> _Prompt A_: Pull out the passage of the patch thread from "On 10/12/20 2:22" to "bus detach and alua_rtpg.", copying it word for word.

> _Source_:
·····
Re: [PATCH] scsi: alua: fix the race between alua_bus_detach and alua_rtpg

jitendra.khasdev@xxxxxxxxxx · Tue, 20 Oct 2020 18:43:16 +0530

Hi Hannes,

On 10/12/20 2:22 PM, jitendra.khasdev@xxxxxxxxxx wrote:
> Hi Hannes,
> 
> On 9/24/20 4:09 PM, Hannes Reinecke wrote:
>> On 9/23/20 7:50 PM, jitendra.khasdev@xxxxxxxxxx wrote:
>>>
>>>
>>> On 9/23/20 1:47 PM, Hannes Reinecke wrote:
>>>> On 9/18/20 5:49 AM, jitendra.khasdev@xxxxxxxxxx wrote:
>>>>>
>>>>>
>>>>> On 9/17/20 11:00 PM, Ewan D. Milne wrote:
>>>>>> On Tue, 2020-09-15 at 16:28 +0530, Jitendra Khasdev wrote:
>>>>>>> This is patch to fix the race occurs between bus detach and alua_rtpg.
>>>>>>>
>>>>>>> It fluses the all pending workqueue in bus detach handler, so it can avoid
>>>>>>> race between alua_bus_detach and alua_rtpg.
>>>>>>>
>>>>>>> Here is call trace where race got detected.
·····
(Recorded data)
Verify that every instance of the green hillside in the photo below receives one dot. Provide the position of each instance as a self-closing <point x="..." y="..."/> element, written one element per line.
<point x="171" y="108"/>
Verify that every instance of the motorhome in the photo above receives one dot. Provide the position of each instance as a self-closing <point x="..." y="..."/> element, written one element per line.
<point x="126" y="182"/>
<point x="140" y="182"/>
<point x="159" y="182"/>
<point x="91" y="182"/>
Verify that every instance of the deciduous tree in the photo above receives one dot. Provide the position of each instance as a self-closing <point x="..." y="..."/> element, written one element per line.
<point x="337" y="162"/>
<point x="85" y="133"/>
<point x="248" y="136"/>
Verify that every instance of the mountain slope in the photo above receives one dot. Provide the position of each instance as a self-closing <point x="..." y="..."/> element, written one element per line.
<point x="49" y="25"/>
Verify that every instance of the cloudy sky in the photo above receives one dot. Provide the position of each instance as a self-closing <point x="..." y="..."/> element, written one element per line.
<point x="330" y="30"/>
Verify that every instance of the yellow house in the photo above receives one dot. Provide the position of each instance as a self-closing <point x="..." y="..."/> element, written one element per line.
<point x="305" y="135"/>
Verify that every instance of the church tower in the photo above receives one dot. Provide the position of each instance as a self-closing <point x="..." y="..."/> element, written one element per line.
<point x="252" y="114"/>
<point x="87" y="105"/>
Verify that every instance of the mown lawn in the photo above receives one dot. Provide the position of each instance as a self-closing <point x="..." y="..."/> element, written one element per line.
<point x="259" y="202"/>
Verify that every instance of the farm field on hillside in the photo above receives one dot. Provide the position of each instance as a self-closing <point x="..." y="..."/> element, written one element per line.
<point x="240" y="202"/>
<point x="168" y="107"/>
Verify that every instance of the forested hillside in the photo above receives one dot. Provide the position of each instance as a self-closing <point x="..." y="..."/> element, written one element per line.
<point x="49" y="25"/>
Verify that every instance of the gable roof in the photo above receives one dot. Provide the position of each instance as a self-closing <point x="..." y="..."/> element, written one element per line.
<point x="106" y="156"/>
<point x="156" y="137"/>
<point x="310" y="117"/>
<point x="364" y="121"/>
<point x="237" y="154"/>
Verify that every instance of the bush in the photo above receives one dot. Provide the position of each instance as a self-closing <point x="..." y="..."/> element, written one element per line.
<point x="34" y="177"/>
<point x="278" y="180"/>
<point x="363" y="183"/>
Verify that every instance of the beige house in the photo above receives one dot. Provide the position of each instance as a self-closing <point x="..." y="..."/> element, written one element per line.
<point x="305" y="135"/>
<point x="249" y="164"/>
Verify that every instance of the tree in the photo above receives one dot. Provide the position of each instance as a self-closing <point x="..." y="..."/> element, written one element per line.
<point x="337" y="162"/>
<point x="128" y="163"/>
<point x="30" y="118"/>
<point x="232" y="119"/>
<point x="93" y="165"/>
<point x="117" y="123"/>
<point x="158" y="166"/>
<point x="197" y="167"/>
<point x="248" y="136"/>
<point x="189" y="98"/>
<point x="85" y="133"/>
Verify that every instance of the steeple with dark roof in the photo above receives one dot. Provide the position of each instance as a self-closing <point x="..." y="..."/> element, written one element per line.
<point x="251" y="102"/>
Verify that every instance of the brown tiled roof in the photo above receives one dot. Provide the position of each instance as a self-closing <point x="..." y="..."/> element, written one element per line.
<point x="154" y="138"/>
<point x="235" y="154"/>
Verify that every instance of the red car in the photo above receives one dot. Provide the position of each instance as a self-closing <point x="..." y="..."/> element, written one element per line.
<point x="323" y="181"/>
·····
> _Prompt B_: How many lines in the entries above contain the string "hillside"? Reply with the number alone.

> _Response A_:
On 10/12/20 2:22 PM, jitendra.khasdev@xxxxxxxxxx wrote:
> Hi Hannes,
> 
> On 9/24/20 4:09 PM, Hannes Reinecke wrote:
>> On 9/23/20 7:50 PM, jitendra.khasdev@xxxxxxxxxx wrote:
>>>
>>>
>>> On 9/23/20 1:47 PM, Hannes Reinecke wrote:
>>>> On 9/18/20 5:49 AM, jitendra.khasdev@xxxxxxxxxx wrote:
>>>>>
>>>>>
>>>>> On 9/17/20 11:00 PM, Ewan D. Milne wrote:
>>>>>> On Tue, 2020-09-15 at 16:28 +0530, Jitendra Khasdev wrote:
>>>>>>> This is patch to fix the race occurs between bus detach and alua_rtpg.

> _Response B_: 3